§ **Parts of the exercise**
1/ Using the excerpt on the hydraulic piston-cylinder drive below, decide whether each statement agrees with it. Answer yes or no and quote the words that settle it.
(a) The sensor can be a Hall sensor.
(b) Determining the supplied volume from the temporal pressure development requires an additional sensor on the piston-cylinder drive.
(c) The target conveying volume of the pressure source for a return stroke is lower than the volume needed to move the piston from the end position of the preceding load stroke to the starting position.
2/ Answer these questions from the excerpt on the hydraulic piston-cylinder drive below.
(a) Where, for example, can a volume flow measurement be performed?
(b) What does calibration of the system allow to be determined?
(c) What does a sensor on the piston-cylinder drive result in, despite its higher expenditure?
3/ List every type of sensor named in the excerpt on the hydraulic piston-cylinder drive below.

§ **Selected excerpt**
———
In the above context, it can be provided that the volume of the hydraulic fluid supplied to the hydraulic cylinder during the return stroke will be determined. With reference to the volume of hydraulic fluid supplied to the hydraulic cylinder during the return stroke, it is possible to check the travel path determined in the preceding load stroke, thus avoiding malfunction in the control of a pressure source. Checking the travel path during the load stroke makes it possible to detect malfunction where the piston has been moved beyond the provided end position and against the end stop. Thus, the method of the invention is adapted to avoid that, without this being noticed, the control might stop the pressure source although the preset torque has not yet been impressed on the rotatable part.

A particularly preferred embodiment of the invention provides that the volume supplied to the hydraulic cylinder is determined on the basis of the temporal pressure development of the hydraulic pressure source. By calibration of the system, a pressure/volume-flow characteristic line can be determined so that, based on the temporal pressure development, the currently conveyed volumes can be added up to the total conveyed volume. Such a method according to the invention has the special advantage that no further sensor is requires for carrying out the method of the invention since a pressure sensor does already exist for the imparted torque. Particularly, no additional sensor is necessary on the piston-cylinder drive, with a resultant reduction of expenditure and vulnerability of the system. Additionally or alternatively, it can be provided that the volume supplied to the hydraulic cylinder during a load stroke is determined through volume flow measurement of the hydraulic fluid. A volume flow measurement can be performed, by use common volume flow measurement methods, e.g. in the hydraulic line between the piston-cylinder drive and the pressure source. In volume flow measurement, the volume supplied to the hydraulic cylinder can be determined in a simple manner.

It can be provided that the volume of hydraulic fluid supplied to the hydraulic cylinder during the return stroke is determined on the basis of a volume flow measurement of the hydraulic liquid or on the basis of the temporal development of the hydraulic pressure source.

According to an embodiment of the invention, it is provided that the end position of the piston is detected by a sensor. Using a sensor, the end position of the piston can be detected very precisely. The detection through a sensor can be performed—alternatively or additionally to the detection of the end position—based on the travel path of the piston. Even though the sensor on the piston-cylinder drive entails higher expenditure and higher vulnerability to external influences, it also results in a higher accuracy of the method of the invention. Depending on the respective type of rotatable part which the method of the invention is applied to, the provision of a sensor on the piston-cylinder drive can be advantageous.

The sensor can be an electronic sensor, an optical sensor or a Hall sensor. The sensor can be used e.g. a stop position sensor.

According to a preferred embodiment of the method of the invention, it is provided that the target value of the conveying volume of the pressure source for a return stroke is higher than the volume of hydraulic liquid required for a piston movement from the end position of a preceding load stroke to the starting position. Thereby, it can be safeguarded that, during the return stroke, the piston is moved to the starting position, thus avoiding malfunction in a subsequent load stroke. In this regard, the conveying volume of the pressure source for a return stroke can be preset in dependence on the volume that has really been supplied to the hydraulic cylinder during the preceding load stroke, or the volume to be supplied prior to a working cycle by calibration during a load stroke.
———
[Dataset entries]

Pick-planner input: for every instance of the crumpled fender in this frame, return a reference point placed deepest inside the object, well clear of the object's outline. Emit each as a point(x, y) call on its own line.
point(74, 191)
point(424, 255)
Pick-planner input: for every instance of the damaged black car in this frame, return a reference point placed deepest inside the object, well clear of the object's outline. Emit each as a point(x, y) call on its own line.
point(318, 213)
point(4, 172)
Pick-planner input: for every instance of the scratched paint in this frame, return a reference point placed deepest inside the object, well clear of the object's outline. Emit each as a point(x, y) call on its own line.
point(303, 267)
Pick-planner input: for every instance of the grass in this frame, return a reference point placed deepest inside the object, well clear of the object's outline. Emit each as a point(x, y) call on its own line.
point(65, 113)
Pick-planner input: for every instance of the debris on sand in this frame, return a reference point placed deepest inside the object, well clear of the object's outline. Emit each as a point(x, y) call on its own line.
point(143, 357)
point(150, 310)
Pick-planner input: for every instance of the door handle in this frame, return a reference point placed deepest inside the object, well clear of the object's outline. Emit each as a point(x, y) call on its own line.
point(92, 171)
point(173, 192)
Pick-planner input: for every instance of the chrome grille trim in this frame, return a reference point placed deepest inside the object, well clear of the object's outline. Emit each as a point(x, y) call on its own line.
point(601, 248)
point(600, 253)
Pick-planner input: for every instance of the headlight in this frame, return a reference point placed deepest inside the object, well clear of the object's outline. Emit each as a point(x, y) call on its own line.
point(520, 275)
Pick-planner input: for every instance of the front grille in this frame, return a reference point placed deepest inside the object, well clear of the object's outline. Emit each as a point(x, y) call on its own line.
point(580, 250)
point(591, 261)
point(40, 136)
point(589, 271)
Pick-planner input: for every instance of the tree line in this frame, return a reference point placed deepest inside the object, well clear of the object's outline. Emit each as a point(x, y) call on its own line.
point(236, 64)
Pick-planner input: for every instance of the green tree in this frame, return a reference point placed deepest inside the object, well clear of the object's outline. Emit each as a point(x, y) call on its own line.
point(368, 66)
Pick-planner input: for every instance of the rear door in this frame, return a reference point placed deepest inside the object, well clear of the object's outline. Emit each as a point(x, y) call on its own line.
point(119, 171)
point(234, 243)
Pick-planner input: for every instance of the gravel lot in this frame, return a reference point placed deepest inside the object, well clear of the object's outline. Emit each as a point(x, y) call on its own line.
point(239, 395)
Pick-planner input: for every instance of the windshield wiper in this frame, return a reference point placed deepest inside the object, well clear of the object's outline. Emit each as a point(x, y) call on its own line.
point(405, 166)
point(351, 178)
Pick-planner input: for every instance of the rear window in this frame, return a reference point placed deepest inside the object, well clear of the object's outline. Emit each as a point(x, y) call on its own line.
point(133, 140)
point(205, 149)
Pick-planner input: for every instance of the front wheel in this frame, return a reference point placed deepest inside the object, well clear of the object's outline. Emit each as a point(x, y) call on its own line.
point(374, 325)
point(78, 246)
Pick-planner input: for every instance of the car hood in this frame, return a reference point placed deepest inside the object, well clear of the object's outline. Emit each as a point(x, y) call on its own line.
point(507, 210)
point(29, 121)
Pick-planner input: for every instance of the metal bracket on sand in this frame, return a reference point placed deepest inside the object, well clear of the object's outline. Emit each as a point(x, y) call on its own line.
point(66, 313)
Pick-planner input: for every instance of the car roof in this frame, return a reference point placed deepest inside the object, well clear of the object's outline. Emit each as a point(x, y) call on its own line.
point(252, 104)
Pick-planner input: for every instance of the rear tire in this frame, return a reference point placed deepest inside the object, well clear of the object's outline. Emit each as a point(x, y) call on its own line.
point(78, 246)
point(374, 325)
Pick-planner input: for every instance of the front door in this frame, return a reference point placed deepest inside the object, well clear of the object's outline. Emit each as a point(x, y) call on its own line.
———
§ **Task-by-task results**
1/
(a) Yes: "The sensor can be an electronic sensor, an optical sensor or a Hall sensor."
(b) No: "Particularly, no additional sensor is necessary on the piston-cylinder drive"
(c) No: "is higher than the volume of hydraulic liquid required for a piston movement from the end position of a preceding load stroke to the starting position"

2/
(a) In the hydraulic line between the piston-cylinder drive and the pressure source.
(b) A pressure/volume-flow characteristic line.
(c) A higher accuracy of the method of the invention.

3/
pressure sensor
electronic sensor
optical sensor
Hall sensor
stop position sensor